| Task prompt |
The line containing "Wildlife-count tagging: point out every instance of the shrub" and every line after it, through the last, are to be extracted exactly; no other lines belong in the answer.

************

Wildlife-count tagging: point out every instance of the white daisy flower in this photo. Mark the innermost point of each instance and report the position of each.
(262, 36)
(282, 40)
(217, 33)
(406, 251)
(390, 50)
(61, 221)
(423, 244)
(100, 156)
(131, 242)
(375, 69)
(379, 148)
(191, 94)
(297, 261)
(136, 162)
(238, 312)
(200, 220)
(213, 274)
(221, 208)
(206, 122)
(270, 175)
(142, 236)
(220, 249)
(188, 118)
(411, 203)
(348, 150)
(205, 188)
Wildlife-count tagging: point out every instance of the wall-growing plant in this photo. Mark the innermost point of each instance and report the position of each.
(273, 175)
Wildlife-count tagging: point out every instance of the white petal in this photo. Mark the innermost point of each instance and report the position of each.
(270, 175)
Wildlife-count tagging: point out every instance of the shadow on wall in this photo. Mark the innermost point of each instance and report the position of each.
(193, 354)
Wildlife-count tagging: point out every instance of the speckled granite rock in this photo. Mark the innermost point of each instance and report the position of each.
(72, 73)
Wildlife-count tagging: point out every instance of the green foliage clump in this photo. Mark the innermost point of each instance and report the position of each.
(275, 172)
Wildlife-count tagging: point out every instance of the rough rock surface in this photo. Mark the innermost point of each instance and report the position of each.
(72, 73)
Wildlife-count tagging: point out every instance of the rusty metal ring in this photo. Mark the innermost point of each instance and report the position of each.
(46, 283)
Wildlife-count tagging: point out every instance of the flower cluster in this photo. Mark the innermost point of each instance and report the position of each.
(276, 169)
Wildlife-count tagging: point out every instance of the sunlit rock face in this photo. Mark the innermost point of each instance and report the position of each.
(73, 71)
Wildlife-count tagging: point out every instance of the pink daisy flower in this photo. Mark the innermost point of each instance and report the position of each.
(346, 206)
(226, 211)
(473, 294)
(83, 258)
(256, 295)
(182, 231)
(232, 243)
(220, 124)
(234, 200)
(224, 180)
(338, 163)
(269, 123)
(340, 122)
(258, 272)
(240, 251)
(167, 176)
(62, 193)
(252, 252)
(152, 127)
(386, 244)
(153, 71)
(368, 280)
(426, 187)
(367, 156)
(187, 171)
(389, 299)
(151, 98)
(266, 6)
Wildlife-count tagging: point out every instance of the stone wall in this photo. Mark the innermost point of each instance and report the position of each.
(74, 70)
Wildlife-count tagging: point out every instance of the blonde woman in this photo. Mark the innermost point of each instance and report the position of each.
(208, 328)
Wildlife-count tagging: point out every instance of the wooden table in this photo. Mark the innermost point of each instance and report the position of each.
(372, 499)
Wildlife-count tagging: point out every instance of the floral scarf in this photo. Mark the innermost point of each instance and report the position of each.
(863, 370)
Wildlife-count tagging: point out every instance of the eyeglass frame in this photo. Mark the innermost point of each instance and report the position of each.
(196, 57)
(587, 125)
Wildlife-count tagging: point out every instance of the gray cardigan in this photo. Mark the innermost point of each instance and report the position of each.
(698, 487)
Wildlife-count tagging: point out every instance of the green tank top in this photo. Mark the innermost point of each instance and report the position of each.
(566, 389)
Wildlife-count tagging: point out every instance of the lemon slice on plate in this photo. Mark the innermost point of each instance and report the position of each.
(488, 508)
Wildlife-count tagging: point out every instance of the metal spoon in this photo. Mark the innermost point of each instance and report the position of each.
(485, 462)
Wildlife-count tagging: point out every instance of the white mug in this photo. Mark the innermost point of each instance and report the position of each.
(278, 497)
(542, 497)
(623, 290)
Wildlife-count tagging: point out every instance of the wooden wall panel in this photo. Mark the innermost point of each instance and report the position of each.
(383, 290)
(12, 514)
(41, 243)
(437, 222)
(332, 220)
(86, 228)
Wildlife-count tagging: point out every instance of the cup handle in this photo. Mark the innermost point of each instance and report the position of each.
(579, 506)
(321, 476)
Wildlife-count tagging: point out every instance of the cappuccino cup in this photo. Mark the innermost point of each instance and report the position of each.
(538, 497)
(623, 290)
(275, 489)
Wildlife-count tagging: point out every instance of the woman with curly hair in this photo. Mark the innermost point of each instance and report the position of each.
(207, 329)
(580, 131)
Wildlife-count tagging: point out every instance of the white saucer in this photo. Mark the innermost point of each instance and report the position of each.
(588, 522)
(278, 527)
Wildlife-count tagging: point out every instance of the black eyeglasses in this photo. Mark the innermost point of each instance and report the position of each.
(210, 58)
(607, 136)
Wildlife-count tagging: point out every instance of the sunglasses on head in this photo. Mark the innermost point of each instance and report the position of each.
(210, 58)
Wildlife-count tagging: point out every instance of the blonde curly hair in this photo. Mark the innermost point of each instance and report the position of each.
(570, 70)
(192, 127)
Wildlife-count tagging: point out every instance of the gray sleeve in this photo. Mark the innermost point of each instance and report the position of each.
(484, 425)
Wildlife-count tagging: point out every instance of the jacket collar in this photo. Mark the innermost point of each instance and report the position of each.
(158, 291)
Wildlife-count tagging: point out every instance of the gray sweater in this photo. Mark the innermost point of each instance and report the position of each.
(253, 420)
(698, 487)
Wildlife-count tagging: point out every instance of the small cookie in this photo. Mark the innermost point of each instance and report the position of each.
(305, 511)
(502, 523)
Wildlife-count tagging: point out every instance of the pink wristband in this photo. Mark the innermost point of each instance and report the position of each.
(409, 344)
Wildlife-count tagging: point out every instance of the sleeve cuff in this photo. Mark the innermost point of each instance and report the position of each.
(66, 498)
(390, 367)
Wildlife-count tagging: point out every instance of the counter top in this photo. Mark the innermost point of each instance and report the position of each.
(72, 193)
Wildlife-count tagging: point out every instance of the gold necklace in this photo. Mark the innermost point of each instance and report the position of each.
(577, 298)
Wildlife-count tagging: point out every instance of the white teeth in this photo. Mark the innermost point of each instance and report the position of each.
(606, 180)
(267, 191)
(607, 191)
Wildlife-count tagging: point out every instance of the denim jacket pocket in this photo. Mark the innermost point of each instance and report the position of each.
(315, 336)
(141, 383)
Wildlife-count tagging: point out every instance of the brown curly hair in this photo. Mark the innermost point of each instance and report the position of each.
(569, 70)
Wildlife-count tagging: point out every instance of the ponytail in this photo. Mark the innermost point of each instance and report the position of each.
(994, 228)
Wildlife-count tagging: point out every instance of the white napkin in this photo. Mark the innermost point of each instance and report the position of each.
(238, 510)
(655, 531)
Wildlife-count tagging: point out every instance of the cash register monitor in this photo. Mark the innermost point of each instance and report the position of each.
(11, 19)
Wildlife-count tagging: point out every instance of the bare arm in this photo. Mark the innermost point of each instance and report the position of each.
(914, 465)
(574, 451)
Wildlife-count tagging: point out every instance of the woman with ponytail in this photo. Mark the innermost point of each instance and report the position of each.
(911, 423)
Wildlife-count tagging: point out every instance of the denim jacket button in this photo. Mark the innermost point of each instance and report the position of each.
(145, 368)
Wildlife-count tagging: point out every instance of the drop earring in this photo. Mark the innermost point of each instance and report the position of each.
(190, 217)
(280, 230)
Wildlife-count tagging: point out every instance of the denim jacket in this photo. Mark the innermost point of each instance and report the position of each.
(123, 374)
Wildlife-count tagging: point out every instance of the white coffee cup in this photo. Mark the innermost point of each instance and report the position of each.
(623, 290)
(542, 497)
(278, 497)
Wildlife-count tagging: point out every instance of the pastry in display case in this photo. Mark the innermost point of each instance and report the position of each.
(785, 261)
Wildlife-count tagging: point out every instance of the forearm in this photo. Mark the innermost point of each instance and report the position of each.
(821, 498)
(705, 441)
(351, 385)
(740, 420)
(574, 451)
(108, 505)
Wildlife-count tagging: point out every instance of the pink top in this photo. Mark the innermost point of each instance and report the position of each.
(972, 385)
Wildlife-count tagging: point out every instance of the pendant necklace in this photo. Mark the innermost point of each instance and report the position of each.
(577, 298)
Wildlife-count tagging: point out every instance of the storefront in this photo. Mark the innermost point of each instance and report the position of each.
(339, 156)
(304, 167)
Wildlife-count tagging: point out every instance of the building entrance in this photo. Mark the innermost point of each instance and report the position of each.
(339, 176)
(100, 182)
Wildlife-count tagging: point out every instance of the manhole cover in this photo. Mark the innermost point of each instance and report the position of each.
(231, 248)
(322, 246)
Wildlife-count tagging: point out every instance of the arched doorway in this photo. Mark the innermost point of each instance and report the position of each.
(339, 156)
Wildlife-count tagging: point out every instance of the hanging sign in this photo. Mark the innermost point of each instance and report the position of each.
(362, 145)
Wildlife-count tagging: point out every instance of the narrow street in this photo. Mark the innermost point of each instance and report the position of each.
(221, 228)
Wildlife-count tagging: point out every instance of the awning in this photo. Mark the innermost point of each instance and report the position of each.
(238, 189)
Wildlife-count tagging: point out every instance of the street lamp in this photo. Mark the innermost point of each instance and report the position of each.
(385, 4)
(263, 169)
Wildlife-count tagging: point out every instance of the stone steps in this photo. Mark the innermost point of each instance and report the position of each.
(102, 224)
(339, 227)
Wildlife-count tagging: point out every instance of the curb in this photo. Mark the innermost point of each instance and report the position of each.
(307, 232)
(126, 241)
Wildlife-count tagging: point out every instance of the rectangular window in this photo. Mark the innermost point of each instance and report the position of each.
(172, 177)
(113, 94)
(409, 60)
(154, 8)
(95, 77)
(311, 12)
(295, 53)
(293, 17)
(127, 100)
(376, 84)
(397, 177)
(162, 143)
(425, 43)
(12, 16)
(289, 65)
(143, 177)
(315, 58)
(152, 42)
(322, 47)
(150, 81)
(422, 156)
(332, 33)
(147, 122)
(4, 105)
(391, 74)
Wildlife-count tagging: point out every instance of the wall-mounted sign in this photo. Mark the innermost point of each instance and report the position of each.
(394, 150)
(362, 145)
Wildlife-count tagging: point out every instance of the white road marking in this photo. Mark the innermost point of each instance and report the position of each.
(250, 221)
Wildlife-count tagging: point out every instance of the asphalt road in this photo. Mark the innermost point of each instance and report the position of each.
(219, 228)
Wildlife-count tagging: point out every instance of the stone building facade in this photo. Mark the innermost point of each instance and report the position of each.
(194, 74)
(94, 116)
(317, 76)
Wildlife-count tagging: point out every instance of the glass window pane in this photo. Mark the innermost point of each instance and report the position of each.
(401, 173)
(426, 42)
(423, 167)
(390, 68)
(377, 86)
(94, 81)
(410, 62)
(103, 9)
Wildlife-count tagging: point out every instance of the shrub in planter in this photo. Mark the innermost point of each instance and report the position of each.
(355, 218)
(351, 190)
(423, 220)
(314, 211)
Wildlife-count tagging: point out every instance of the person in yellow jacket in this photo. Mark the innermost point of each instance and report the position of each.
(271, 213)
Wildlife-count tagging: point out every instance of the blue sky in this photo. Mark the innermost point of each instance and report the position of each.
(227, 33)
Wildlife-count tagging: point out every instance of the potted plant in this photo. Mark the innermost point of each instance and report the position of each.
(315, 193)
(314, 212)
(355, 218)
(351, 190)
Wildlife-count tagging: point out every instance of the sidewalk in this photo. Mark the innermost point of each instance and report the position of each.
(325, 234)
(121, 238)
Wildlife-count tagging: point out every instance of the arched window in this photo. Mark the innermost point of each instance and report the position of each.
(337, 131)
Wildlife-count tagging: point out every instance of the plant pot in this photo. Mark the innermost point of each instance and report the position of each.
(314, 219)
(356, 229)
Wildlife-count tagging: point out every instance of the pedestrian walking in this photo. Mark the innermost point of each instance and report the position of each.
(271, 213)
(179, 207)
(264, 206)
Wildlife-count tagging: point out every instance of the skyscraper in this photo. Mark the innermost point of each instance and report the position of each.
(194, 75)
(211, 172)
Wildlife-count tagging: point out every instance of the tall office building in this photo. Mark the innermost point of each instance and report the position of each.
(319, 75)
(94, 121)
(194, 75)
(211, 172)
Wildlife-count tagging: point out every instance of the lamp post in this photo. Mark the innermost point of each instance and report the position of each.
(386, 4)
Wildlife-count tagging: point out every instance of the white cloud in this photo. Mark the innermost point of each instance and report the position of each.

************

| Solution to the problem |
Wildlife-count tagging: point out every instance of the shrub in planter in this photo. Mark the innermost point of each instance and report the position of each.
(355, 218)
(351, 190)
(423, 220)
(314, 211)
Wildlife-count tagging: point out every instance of the person in yellow jacket in this photo. Mark the innermost point of each instance and report the position of each.
(271, 213)
Wildlife-count tagging: point out every instance of the blue sky in this photo. Mark the innermost point of each instance and report the position of each.
(227, 33)
Wildlife-count tagging: point out every instance of the potted plant in this photo. Mark the innermost point of each instance and report the position of each.
(315, 193)
(314, 212)
(355, 218)
(351, 190)
Wildlife-count tagging: point out every instance of the sidewalk in this photo. Mark the innermost point of each instance and report the position of each.
(325, 234)
(121, 238)
Wildlife-count tagging: point out every instance of the arched window in this photo. Mark the innermost point of each instance and report the position of each.
(337, 131)
Wildlife-count tagging: point out every instance of the plant pot in this photo. Mark the innermost point of each instance and report the position of each.
(314, 219)
(356, 229)
Wildlife-count tagging: point out every instance of the pedestrian walking in this photo. Mark the innermost point of each instance and report the position of each.
(271, 213)
(179, 207)
(264, 206)
Wildlife-count tagging: point out every instance of the skyscraper in this photo. Mark the innermost point of each instance and report the position of each.
(194, 75)
(211, 172)
Wildlife-count tagging: point out every instance of the tall office building in this photo. Mark the innermost point of each instance and report the position of each.
(319, 75)
(94, 121)
(194, 75)
(211, 172)
Wildlife-count tagging: point out every instance of the lamp post in this photo. Mark the innermost point of each instance and report the position of each.
(386, 4)
Wildlife-count tagging: point out every instance of the white cloud in this photo. Mark the innermost point of each instance and report the position of each.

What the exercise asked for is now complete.